§ **TASK DIRECTIONS**: Add 37 to every coordinate in the answers as you rewrite the data from the line with "Tag the beige wall" up to and including the end of the data, keeping the requests unchanged. Leave the pictures out of your answer.
--- begin ---
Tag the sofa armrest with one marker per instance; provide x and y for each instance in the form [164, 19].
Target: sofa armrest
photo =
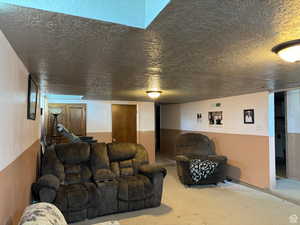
[49, 181]
[46, 188]
[151, 170]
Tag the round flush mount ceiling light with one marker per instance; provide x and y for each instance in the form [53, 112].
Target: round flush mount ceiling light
[288, 51]
[154, 94]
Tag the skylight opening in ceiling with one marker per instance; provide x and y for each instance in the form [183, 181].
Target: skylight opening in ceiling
[134, 13]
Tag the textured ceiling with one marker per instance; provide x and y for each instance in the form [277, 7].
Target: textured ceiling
[194, 50]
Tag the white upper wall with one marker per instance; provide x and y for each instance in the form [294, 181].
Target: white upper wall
[293, 111]
[16, 132]
[184, 116]
[99, 114]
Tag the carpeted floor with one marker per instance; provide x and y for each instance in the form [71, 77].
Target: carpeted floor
[288, 189]
[226, 204]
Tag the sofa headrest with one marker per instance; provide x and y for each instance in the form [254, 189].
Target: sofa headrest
[121, 151]
[73, 153]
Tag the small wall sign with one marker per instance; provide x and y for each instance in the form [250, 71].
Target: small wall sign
[249, 116]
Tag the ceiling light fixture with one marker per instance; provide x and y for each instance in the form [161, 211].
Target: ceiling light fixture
[153, 94]
[288, 51]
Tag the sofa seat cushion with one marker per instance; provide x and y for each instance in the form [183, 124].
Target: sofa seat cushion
[134, 188]
[75, 197]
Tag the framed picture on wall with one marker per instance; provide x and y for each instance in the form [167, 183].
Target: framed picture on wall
[215, 118]
[249, 116]
[32, 98]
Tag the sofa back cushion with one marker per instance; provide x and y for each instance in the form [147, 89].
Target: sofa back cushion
[125, 158]
[100, 163]
[73, 153]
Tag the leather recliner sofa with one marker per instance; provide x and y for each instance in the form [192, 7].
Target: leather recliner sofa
[86, 181]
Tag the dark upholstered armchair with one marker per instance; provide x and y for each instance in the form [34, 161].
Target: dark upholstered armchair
[195, 147]
[89, 180]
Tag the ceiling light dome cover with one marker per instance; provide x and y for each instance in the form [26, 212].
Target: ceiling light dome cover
[154, 94]
[288, 51]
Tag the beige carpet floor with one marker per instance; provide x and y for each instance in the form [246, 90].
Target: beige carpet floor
[226, 204]
[288, 189]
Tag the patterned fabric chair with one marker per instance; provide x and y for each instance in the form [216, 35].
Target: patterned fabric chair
[197, 162]
[42, 214]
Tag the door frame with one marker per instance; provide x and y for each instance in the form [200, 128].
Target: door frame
[137, 117]
[46, 113]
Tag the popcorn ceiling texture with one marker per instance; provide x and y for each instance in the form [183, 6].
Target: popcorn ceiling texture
[194, 50]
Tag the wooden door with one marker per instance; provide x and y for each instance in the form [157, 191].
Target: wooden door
[60, 119]
[124, 123]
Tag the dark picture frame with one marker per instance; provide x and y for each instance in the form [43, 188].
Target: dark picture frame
[249, 116]
[32, 98]
[215, 118]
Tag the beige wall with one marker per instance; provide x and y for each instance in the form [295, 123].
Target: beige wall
[245, 145]
[18, 136]
[293, 134]
[99, 121]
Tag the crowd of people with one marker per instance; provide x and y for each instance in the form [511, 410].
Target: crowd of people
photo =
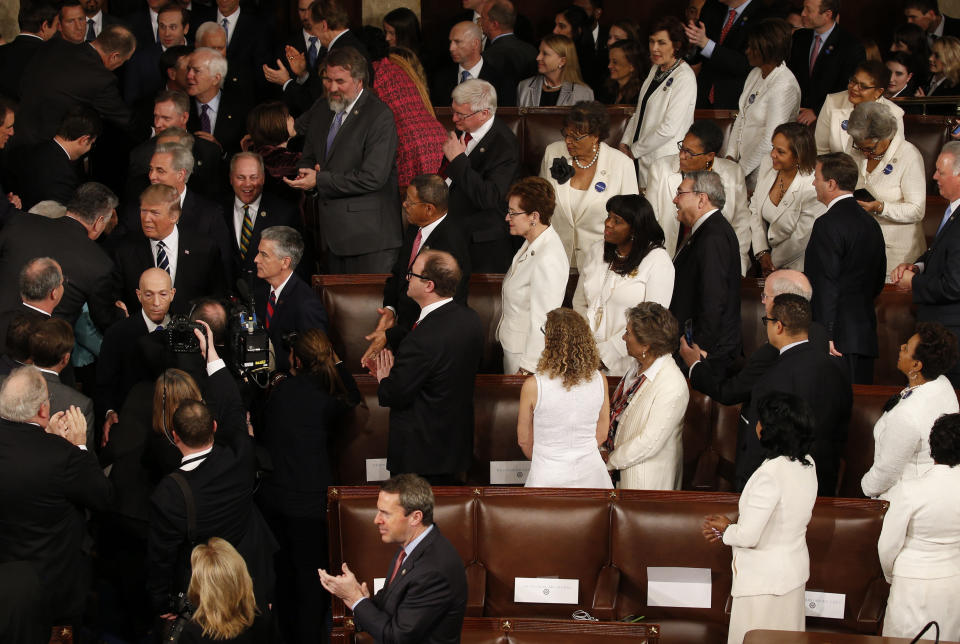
[172, 175]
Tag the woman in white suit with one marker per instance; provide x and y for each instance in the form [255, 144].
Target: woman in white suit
[628, 266]
[771, 563]
[771, 95]
[645, 447]
[868, 83]
[585, 172]
[784, 205]
[536, 281]
[699, 150]
[891, 170]
[919, 544]
[667, 99]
--- end ---
§ **WRITTEN ANSWER**:
Tag the beige wall with one marker per instance; provide x and y for each instance in the form [295, 123].
Target: beige wall
[282, 182]
[55, 173]
[330, 171]
[136, 158]
Tag the crowd of people with one marker per instance; provide x and y for each instance in the form [511, 410].
Target: crowd of people
photo =
[209, 212]
Tag the woman in white suit with one marker per instance; provide x and y for each instance in the form [255, 144].
Target: woman in white suit
[665, 303]
[808, 600]
[808, 132]
[682, 484]
[905, 120]
[622, 209]
[821, 242]
[573, 318]
[736, 187]
[928, 207]
[956, 581]
[704, 136]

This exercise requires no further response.